(Gegevensitems)
§

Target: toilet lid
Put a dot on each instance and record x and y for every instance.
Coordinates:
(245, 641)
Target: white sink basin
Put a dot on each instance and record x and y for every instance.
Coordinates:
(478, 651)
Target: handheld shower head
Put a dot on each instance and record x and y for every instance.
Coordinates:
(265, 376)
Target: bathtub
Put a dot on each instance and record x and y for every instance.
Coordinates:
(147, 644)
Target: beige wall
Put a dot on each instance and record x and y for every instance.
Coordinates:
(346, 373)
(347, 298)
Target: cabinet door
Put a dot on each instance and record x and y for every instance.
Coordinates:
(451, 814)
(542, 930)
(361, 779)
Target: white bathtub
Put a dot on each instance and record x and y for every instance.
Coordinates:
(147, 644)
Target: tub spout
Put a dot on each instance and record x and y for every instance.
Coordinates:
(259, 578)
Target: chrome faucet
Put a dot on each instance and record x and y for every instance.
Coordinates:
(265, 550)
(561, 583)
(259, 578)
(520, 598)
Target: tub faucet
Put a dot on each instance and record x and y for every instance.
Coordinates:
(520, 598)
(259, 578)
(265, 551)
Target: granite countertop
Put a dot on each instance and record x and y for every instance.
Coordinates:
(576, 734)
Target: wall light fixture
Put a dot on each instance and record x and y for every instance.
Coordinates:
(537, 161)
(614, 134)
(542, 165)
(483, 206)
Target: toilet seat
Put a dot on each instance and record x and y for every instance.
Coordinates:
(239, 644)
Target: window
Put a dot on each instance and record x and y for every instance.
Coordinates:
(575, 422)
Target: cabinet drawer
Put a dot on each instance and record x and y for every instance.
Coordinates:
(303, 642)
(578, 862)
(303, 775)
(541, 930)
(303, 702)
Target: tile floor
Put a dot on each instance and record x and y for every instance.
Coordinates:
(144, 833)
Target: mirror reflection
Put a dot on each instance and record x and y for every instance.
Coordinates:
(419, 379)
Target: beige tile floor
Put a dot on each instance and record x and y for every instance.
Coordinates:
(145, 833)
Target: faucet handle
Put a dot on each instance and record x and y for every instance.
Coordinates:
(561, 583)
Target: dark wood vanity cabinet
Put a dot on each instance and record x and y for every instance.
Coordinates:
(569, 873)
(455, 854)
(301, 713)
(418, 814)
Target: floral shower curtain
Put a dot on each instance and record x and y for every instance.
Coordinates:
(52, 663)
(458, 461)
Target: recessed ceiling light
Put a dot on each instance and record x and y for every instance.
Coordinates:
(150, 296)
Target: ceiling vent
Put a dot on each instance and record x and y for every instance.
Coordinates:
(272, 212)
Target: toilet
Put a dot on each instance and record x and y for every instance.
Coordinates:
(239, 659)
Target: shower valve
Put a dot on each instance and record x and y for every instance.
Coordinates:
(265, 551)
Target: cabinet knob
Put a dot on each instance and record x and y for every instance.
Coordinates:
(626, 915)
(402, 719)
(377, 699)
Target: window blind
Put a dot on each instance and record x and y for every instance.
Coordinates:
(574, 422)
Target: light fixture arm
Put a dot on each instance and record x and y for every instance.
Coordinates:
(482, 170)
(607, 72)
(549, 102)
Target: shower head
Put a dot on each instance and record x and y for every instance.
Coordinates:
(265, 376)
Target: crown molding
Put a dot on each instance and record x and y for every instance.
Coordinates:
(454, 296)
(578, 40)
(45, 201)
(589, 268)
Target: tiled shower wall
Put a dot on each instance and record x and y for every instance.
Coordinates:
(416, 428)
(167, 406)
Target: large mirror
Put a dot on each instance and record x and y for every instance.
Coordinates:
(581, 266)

§

Schrijf alle gegevensitems hierboven regel voor regel ongewijzigd over.

■ UITVOER ■
Target: toilet lid
Put a dot on each instance and record x and y for every instance.
Coordinates:
(245, 641)
Target: white sink basin
Put a dot on each instance and record x and y for every instance.
Coordinates:
(478, 651)
Target: handheld shower head
Put a dot on each instance and record x and y for every instance.
Coordinates:
(265, 376)
Target: bathtub
Put a dot on each instance and record x and y for every instance.
Coordinates:
(147, 644)
Target: beige wall
Put a dot on each instance and record x and y for every instance.
Coordinates:
(346, 373)
(347, 298)
Target: cabinet door
Put a dot on each instance and record x and y for every instance.
Coordinates:
(451, 814)
(542, 930)
(361, 779)
Target: white bathtub
Put a dot on each instance and record x and y for every instance.
Coordinates:
(147, 644)
Target: tub spout
Put a dot on each instance and record x and y for every instance.
Coordinates:
(259, 578)
Target: chrome faucet
Put a dot on each instance and record x and y for every instance.
Coordinates:
(265, 550)
(561, 583)
(259, 578)
(520, 598)
Target: tub faucet
Put a dot on each instance and record x and y for every instance.
Coordinates:
(520, 598)
(259, 578)
(265, 551)
Target: granite countertop
Put a dot on each instance and record x and y for every instance.
Coordinates:
(576, 734)
Target: wall light fixture
Put a dot on each instance and record x and y for every instance.
Coordinates:
(537, 161)
(614, 134)
(542, 165)
(483, 206)
Target: toilet seat
Put a dot on each instance and record x and y for every instance.
Coordinates:
(239, 644)
Target: window
Put a dot on each instance and record x and y for every instance.
Coordinates:
(575, 422)
Target: cabinet drawer
Put a dot on each instance and record x and y for every instance.
Coordinates:
(303, 642)
(578, 862)
(303, 775)
(541, 930)
(303, 702)
Target: tile floor
Put a dot on each instance and record x and y for every instance.
Coordinates:
(144, 833)
Target: mirror reflection
Put a dot on each instance and record x and y for every instance.
Coordinates:
(419, 379)
Target: beige tile floor
Put a dot on each instance and record x and y for every instance.
Coordinates:
(145, 833)
Target: faucet handle
Put a dot on each instance and record x and y for every instance.
Coordinates:
(561, 583)
Target: dark wood vanity cabinet
Put a dot on each instance and record x and y for every instance.
Coordinates:
(569, 873)
(455, 854)
(301, 713)
(418, 814)
Target: floral shower curtain
Put a dot on each instance and record x and y for every instance.
Coordinates:
(52, 663)
(458, 461)
Target: recessed ceiling light
Put a dot on each instance and record x and y for every instance.
Coordinates:
(150, 296)
Target: ceiling vent
Put a dot on each instance and record x and y for every instance.
Coordinates:
(272, 212)
Target: toilet
Put a dot on each instance and record x and y for every instance.
Coordinates:
(239, 659)
Target: shower valve
Put a dot on each instance and record x and y for every instance.
Coordinates:
(265, 551)
Target: cabinet knob
Put a dot on each instance and record x and y for every instance.
Coordinates:
(626, 915)
(402, 719)
(377, 699)
Target: window blind
Put a dot on each instance and record x and y for every instance.
Coordinates:
(574, 422)
Target: light fixture arm
Put a dot on each instance and record x and y for every instance.
Coordinates:
(482, 170)
(607, 72)
(549, 102)
Target: shower head
Put a dot on each instance and record x and y for every instance.
Coordinates:
(265, 376)
Target: crown molding
Put a dot on each instance and record x and y for every instance.
Coordinates:
(454, 296)
(578, 40)
(45, 201)
(589, 268)
Target: tiled shower wall
Put a dot on each instance and record x and y for every instance.
Coordinates:
(416, 428)
(167, 406)
Target: large mirror
Put a dot on each instance and record x and y for every instance.
Coordinates:
(581, 266)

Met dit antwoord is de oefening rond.